◆ MATERIAL PROVIDED:

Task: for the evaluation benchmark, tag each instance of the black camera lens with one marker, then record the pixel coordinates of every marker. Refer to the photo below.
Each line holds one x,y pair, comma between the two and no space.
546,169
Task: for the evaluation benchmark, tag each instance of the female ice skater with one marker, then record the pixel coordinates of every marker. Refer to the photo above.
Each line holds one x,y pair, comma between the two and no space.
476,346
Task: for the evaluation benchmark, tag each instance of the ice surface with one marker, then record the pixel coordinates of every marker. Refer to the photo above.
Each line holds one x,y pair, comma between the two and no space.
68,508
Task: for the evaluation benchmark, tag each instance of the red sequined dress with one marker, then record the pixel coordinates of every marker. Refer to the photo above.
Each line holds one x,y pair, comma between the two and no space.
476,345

◆ DIRECTION: Exactly as written, please output every entry.

◆ ANSWER:
Task: for the evaluation benchmark, tag each instance of the black camera lens with one marker, then record the pixel coordinates of every marker. Refer to the photo below.
Each line holds one x,y pair, comma between the two and no space.
546,169
Task: for the evaluation benchmark, tag each instance of the female ice skater with one marker, then record the pixel coordinates of every marker. Refer to the photo above.
Each line holds one x,y pair, comma between the two and no space.
476,346
Task: for the evaluation benchmark, tag each instance of the ice surface with one marker, then record the pixel coordinates of every marker. Refer to the photo above.
Each line holds one x,y pair, comma between the two and no space.
68,508
Task: for the evaluation benchmark, tag each instance of the red sequined dress with one marker, then record the pixel coordinates of every marker. Refer to the photo above.
Each line holds one x,y pair, comma between the two and no space.
476,345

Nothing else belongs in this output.